Problem to work on: In the entries below, find every line with the string "single" and copy it.

Given records:

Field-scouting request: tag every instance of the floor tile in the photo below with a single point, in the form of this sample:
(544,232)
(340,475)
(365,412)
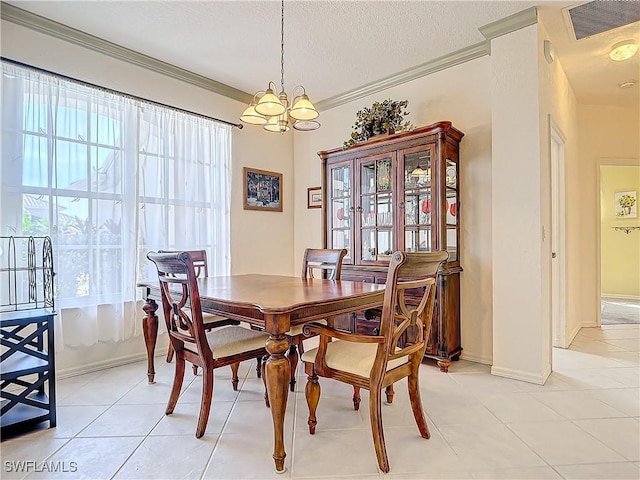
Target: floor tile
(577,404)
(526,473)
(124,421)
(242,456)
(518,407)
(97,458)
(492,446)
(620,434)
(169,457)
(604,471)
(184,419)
--
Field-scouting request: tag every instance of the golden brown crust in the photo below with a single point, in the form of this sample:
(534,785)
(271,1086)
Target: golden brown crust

Your response:
Field-scouting request: tag every instance of the floor tile in the photo below with a single point, in the form of this sample:
Field-scouting request: tag every instance of the golden brown crust in the photo below with a single point, in the form of this sample:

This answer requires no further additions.